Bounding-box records
──────────────────────────────
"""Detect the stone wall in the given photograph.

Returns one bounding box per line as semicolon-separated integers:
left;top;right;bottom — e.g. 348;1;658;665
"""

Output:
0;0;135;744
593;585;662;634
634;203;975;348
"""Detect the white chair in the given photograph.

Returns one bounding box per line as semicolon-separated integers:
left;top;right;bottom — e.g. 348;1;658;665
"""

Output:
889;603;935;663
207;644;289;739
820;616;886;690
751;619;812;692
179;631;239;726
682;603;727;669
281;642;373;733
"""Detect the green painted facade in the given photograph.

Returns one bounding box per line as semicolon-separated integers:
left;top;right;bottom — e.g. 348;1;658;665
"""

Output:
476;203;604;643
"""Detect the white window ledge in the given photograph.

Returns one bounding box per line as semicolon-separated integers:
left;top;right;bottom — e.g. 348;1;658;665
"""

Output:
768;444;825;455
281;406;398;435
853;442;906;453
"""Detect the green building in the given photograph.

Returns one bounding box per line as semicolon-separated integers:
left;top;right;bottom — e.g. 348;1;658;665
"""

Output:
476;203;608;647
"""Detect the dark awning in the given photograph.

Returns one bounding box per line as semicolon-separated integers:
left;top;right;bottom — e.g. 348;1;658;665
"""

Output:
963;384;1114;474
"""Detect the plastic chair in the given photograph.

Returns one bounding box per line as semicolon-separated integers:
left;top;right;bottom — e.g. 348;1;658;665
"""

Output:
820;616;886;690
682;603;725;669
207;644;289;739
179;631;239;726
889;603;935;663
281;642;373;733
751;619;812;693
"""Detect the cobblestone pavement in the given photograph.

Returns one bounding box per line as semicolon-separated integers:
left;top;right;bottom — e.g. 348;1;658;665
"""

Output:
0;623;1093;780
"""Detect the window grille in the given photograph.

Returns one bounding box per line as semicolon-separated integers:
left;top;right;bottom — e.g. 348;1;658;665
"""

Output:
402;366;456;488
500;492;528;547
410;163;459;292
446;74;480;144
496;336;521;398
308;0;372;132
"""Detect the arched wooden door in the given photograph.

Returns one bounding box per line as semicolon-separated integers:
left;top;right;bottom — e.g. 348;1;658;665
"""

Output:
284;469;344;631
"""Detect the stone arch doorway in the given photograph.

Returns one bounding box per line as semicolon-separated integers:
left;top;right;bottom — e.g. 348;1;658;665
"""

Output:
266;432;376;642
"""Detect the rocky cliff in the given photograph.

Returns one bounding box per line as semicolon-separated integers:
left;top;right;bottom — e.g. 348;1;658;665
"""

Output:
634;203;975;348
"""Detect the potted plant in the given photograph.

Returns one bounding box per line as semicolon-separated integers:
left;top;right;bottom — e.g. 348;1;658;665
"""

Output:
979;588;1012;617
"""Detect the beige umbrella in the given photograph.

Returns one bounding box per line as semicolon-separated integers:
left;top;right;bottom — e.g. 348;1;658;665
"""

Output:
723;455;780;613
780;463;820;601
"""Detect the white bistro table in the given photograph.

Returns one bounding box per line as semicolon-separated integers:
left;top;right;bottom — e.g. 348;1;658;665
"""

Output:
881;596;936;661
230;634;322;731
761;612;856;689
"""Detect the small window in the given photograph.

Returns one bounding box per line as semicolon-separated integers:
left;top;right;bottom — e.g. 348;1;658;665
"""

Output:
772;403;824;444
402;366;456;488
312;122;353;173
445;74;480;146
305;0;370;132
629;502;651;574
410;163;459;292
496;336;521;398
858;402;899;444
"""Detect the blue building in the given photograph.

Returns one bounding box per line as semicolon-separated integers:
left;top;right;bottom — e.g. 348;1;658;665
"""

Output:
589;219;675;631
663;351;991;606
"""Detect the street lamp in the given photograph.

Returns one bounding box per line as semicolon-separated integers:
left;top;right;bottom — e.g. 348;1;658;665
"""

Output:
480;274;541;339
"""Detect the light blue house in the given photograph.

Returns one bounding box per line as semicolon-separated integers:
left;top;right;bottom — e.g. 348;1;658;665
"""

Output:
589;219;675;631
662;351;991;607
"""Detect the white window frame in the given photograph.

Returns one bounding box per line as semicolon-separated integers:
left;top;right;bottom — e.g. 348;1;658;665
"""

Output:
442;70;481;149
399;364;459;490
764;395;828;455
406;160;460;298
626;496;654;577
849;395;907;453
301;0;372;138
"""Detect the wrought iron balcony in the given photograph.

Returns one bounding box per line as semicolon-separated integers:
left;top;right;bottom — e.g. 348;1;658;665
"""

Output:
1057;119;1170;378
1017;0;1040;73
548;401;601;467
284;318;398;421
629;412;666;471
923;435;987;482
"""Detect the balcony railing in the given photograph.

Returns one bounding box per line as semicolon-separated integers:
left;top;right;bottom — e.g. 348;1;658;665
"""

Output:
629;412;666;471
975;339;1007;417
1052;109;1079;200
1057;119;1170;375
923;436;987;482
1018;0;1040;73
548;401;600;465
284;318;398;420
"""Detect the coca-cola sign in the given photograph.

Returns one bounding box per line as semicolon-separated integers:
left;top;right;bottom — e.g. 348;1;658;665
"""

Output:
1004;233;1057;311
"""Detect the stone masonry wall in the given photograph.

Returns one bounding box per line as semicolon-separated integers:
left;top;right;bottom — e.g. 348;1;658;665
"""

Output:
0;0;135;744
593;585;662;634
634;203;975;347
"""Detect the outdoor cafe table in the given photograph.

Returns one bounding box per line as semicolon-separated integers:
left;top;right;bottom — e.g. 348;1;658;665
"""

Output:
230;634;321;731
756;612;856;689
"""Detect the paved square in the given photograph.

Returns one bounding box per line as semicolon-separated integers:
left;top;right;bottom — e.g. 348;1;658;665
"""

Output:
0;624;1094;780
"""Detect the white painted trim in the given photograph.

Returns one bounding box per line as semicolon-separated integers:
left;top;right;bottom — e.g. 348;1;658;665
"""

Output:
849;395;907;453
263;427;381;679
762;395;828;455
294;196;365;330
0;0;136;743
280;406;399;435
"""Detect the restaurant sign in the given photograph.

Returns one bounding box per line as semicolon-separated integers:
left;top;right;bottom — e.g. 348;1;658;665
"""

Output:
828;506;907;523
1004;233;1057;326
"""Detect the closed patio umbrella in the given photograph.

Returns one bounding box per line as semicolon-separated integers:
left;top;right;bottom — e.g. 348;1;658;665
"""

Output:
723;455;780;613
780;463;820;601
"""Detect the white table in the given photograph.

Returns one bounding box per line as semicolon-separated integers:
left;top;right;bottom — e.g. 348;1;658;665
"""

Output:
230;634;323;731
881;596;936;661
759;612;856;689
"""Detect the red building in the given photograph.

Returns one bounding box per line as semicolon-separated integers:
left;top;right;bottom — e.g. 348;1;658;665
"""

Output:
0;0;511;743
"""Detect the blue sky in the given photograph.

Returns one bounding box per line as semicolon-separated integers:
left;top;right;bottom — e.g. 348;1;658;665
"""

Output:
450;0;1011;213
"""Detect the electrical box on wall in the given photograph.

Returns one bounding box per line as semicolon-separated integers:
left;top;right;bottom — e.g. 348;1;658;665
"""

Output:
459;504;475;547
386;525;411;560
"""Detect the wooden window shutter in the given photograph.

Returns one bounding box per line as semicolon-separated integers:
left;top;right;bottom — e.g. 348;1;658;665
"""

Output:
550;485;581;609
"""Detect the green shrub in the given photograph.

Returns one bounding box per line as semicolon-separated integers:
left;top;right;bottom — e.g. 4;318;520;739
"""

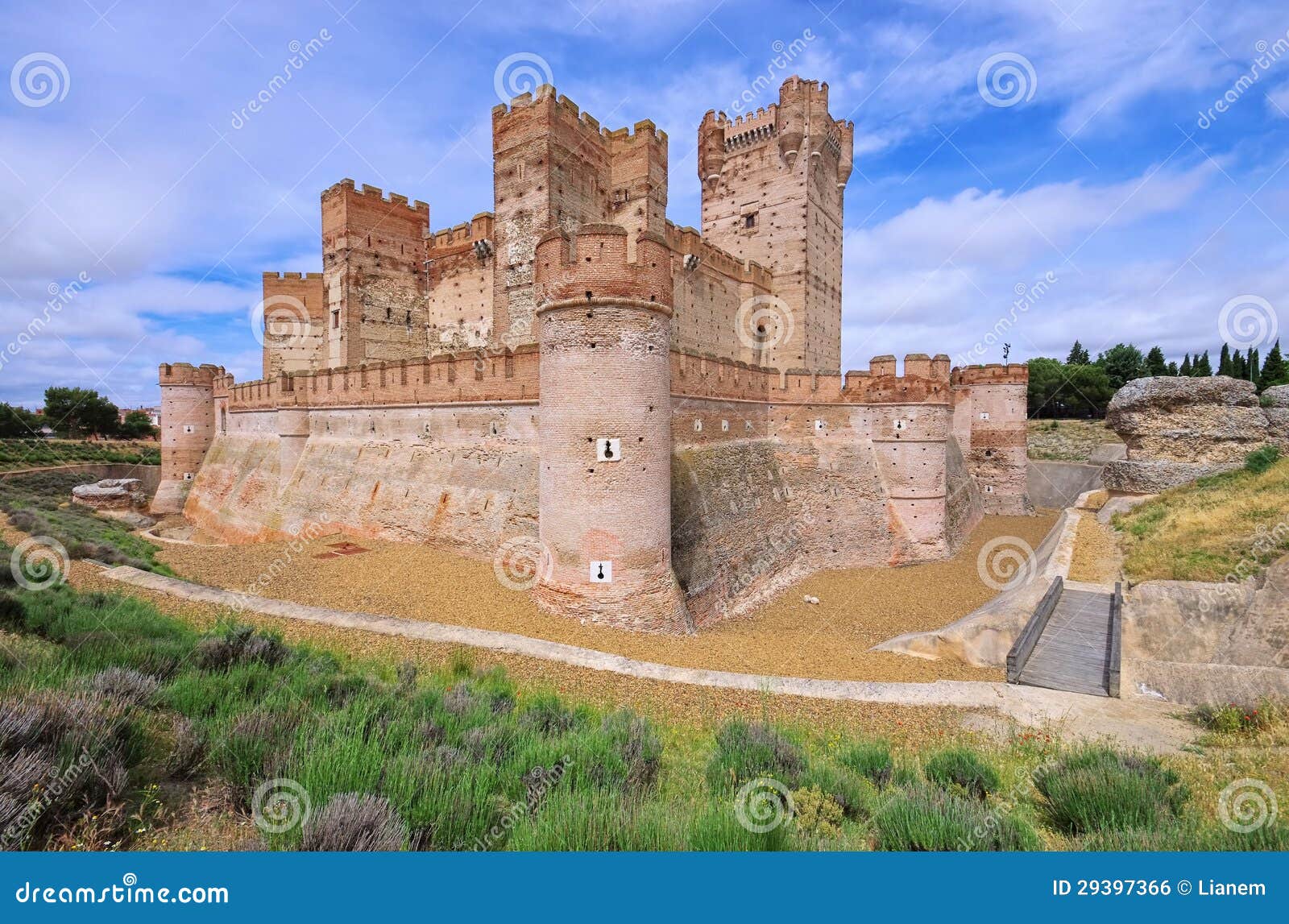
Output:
──────────────────────────────
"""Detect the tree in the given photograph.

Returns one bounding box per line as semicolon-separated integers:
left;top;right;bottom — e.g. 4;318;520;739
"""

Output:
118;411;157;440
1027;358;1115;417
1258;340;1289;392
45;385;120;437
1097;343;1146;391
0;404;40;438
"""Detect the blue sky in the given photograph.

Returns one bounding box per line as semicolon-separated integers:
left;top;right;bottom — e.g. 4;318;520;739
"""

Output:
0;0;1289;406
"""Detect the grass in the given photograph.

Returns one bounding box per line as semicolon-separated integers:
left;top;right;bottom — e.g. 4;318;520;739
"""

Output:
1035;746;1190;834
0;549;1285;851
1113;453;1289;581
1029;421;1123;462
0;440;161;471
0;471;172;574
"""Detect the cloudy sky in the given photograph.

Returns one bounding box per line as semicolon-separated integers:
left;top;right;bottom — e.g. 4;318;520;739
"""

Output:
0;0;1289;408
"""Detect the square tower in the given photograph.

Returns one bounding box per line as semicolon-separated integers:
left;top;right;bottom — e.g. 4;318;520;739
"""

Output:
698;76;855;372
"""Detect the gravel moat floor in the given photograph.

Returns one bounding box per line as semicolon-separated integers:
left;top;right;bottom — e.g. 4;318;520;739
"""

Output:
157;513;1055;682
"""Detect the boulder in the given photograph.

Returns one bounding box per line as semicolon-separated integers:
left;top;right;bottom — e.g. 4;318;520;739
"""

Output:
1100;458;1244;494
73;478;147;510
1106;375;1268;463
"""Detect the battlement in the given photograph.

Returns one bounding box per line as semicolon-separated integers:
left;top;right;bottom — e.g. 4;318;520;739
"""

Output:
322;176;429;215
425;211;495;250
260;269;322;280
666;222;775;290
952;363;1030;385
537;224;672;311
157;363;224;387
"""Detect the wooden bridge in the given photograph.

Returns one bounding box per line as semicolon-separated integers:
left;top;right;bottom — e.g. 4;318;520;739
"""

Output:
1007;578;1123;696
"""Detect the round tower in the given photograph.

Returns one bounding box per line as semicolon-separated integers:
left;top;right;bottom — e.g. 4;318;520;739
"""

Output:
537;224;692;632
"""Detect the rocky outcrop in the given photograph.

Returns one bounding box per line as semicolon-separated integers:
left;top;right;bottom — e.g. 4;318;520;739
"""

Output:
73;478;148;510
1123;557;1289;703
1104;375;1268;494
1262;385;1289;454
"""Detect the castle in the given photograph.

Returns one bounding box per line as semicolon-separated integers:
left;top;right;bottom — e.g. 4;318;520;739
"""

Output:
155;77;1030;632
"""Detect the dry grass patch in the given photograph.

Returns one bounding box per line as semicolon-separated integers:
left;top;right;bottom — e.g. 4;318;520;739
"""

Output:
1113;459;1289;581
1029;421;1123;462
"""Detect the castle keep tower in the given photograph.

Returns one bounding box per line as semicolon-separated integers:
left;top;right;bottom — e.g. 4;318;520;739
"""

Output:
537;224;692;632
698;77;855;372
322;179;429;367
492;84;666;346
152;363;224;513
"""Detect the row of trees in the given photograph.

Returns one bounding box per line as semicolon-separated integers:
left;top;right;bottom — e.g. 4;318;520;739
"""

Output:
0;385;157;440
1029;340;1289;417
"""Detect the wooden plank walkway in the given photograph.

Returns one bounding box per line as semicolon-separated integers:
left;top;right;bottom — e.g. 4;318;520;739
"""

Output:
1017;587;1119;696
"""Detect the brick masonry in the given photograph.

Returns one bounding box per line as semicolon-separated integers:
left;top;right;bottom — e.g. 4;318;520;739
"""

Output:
──────────────────────────────
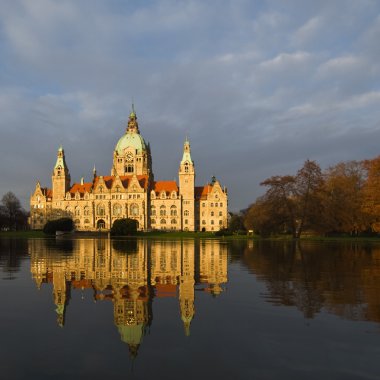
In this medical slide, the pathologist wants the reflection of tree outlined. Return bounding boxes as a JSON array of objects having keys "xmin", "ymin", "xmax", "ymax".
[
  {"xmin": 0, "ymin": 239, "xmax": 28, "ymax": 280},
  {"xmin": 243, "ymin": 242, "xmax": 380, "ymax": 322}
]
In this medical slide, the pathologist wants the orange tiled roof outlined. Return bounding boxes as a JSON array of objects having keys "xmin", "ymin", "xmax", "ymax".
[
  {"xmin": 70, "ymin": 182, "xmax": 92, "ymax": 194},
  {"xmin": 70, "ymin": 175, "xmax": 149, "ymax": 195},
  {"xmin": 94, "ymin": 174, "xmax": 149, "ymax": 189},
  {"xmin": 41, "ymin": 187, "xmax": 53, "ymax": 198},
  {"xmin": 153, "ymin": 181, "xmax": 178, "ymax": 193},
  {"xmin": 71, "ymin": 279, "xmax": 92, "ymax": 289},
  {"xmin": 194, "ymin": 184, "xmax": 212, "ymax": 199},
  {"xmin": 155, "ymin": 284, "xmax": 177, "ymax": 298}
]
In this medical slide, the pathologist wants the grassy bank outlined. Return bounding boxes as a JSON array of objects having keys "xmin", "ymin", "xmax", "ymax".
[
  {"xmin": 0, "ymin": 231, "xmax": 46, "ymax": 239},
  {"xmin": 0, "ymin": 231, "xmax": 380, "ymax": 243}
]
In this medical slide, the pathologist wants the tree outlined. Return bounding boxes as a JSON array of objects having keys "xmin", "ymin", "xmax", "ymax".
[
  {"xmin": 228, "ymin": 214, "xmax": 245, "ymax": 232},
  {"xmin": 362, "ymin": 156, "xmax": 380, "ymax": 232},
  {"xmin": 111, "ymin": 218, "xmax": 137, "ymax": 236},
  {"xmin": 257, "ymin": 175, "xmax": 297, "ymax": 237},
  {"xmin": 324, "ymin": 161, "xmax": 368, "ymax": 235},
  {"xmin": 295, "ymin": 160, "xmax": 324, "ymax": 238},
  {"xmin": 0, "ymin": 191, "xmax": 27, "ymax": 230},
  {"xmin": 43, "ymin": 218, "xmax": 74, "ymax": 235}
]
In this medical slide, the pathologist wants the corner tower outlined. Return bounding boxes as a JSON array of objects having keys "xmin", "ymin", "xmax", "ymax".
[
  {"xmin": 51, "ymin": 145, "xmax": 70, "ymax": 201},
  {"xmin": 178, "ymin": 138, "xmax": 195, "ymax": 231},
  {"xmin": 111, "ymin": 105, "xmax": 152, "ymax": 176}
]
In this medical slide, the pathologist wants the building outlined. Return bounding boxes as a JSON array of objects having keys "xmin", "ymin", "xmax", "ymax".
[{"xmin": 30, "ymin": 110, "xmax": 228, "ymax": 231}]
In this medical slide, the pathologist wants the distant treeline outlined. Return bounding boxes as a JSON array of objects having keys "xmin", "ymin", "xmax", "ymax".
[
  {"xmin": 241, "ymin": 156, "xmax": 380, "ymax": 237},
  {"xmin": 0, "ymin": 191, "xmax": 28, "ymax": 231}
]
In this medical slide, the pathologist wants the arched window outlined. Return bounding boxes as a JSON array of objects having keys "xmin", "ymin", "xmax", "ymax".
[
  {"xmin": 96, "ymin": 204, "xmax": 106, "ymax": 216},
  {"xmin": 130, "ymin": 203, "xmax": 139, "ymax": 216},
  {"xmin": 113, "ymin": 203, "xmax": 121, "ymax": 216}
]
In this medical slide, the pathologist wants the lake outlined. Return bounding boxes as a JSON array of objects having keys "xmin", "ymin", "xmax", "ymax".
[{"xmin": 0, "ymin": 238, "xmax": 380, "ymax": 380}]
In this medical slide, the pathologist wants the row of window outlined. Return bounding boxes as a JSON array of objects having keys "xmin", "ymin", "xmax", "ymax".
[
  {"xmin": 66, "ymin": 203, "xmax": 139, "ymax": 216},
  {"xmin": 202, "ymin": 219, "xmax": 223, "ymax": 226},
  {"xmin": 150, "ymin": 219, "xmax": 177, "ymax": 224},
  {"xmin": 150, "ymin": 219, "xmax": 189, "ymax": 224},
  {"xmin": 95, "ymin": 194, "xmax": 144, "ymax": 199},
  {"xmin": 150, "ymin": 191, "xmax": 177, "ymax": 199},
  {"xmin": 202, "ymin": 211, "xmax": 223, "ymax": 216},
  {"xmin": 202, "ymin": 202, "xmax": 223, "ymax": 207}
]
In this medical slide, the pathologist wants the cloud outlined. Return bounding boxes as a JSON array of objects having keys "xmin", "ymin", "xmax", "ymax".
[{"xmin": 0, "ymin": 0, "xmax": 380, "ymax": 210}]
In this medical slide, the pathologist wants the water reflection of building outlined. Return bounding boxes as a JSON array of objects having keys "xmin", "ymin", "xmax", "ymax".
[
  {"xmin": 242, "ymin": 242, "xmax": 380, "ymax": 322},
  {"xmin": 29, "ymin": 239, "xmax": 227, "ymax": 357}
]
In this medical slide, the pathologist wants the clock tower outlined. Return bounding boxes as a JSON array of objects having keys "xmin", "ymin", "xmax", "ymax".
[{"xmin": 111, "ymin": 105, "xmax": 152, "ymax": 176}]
──────────────────────────────
Reproduce the material starting at the line that contains "tree in the given photograph." and ending at the line that contains "0;0;1289;408", swapping "grass" for "turf" and leaving everything else unchanged.

"""Detect the tree in the given photograph.

Returns one bounding box per line as semicolon-separated integers:
left;top;right;bottom — e.g. 4;318;520;739
"""

Output:
118;411;157;440
1027;358;1115;417
1258;340;1289;392
45;385;120;437
1097;343;1146;391
0;404;40;438
"""Detect the blue sky in the given photograph.

Returns one bounding box per line as semicolon-separated integers:
left;top;right;bottom — e.g. 4;318;520;739
"""

Output:
0;0;1289;406
"""Detect the turf in the given photograph.

Returns one bounding box per line as semicolon-separated integers:
left;top;right;bottom — e.g. 4;318;520;739
"""

Output:
1035;746;1190;834
0;549;1285;851
1113;453;1289;581
1029;421;1123;462
0;440;161;471
0;471;172;574
"""Detect the cloudy sky in the given photograph.

Returns one bounding box per line as semicolon-separated integers:
left;top;right;bottom — e.g. 4;318;520;739
"""

Output:
0;0;1289;408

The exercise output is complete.